→ **Source**

=======

Databricks Jobs Monitoring
Site24x7's Databricks Jobs monitoring gives you full visibility into the execution health of your Databricks jobs — from high-level run outcomes and task success rates to cluster-level performance and duration breakdowns. Detect failures, track slowdowns, and investigate task reattempts without leaving your monitoring console.
How to navigate to the Databricks Jobs monitor
Utilize Site24x7 Databricks Jobs monitoring to:
- Track job run outcomes and failure rates across all your Databricks workspaces in one place.
- Identify slow jobs using run duration trends and top-slowest-run analysis.
- Drill into task-level execution details to pinpoint exactly where a job is failing or stalling.
- Correlate run trigger types with performance patterns to optimize scheduling and resource allocation.
To access the Databricks Jobs monitor:
- Log in to your Site24x7 account.
- In the left navigation pane, go to Databricks > Databricks Workspace Monitor.
- Click the Databricks Jobs tab to view all discovered Databricks Job monitors.
- Click any monitor in the list to navigate to its detailed monitor page.

=======

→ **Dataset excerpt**
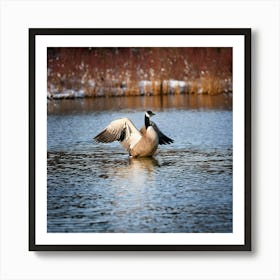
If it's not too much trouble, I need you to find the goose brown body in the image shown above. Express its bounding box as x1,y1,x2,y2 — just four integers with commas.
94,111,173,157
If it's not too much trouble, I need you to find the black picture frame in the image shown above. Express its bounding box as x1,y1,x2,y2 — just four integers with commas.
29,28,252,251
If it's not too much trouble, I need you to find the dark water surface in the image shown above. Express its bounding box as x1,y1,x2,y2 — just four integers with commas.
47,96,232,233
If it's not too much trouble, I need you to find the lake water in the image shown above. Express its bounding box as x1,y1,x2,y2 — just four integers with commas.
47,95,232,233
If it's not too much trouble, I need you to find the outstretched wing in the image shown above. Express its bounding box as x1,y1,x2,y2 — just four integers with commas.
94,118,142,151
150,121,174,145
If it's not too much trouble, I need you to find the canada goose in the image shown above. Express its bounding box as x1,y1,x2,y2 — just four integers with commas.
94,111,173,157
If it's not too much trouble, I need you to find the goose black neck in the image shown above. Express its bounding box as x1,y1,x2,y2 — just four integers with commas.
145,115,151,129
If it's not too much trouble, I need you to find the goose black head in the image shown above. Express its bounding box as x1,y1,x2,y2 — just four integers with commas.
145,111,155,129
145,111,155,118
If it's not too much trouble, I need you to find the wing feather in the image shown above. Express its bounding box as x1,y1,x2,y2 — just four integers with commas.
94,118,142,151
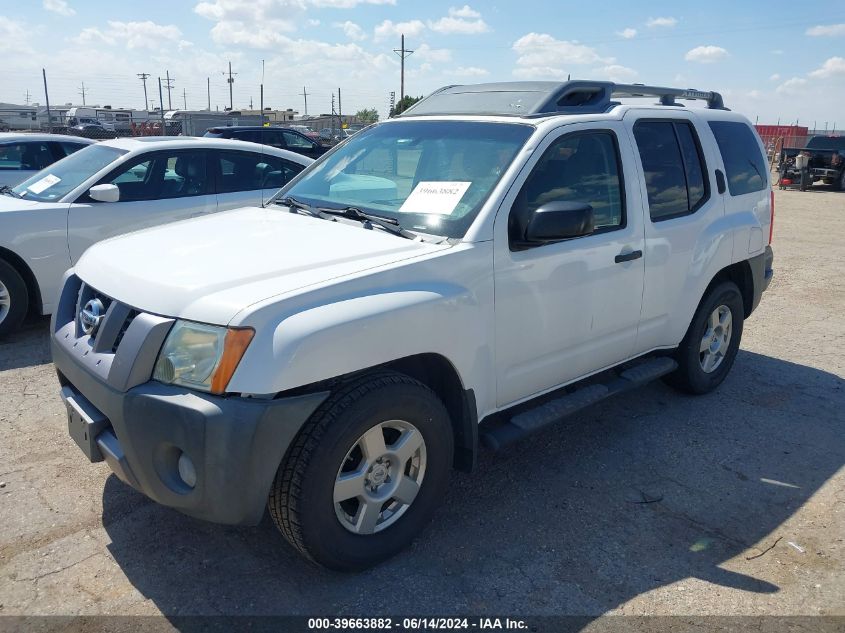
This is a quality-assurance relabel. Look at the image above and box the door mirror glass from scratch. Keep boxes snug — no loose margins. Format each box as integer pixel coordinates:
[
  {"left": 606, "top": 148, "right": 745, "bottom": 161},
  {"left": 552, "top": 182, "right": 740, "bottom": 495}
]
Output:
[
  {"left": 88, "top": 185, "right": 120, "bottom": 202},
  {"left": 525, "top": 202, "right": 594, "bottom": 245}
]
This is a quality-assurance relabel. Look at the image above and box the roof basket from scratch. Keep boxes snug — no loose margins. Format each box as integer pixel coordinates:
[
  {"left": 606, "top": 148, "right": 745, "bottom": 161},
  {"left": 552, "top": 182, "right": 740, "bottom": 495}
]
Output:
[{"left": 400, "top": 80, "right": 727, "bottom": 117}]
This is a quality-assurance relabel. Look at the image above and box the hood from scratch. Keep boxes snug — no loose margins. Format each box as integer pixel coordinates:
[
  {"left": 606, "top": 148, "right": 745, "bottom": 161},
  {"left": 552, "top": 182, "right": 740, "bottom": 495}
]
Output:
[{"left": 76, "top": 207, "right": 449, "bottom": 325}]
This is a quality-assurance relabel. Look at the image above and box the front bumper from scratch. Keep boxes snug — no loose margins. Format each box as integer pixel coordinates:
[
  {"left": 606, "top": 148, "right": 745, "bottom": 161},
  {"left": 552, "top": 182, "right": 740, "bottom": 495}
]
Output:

=======

→ **Your tasks**
a) Answer from the Databricks Jobs monitoring page:
(i) In the left navigation pane, which path leads to the monitor?
(ii) Which tab shows all discovered Databricks Job monitors?
(iii) Which two analyses help identify slow jobs?
b) Return the passage of the Databricks Jobs monitoring page from "- Identify slow" up to and including "Databricks Workspace Monitor.".
c) List every step the Databricks Jobs monitoring page gives for accessing the Databricks Jobs monitor.
None of this work calls for the listing.

→ **Per-task answers**
a)
(i) Databricks > Databricks Workspace Monitor
(ii) The Databricks Jobs tab
(iii) Run duration trends and top-slowest-run analysis

b)
- Identify slow jobs using run duration trends and top-slowest-run analysis.
- Drill into task-level execution details to pinpoint exactly where a job is failing or stalling.
- Correlate run trigger types with performance patterns to optimize scheduling and resource allocation.
To access the Databricks Jobs monitor:
- Log in to your Site24x7 account.
- In the left navigation pane, go to Databricks > Databricks Workspace Monitor.

c)
- Log in to your Site24x7 account.
- In the left navigation pane, go to Databricks > Databricks Workspace Monitor.
- Click the Databricks Jobs tab to view all discovered Databricks Job monitors.
- Click any monitor in the list to navigate to its detailed monitor page.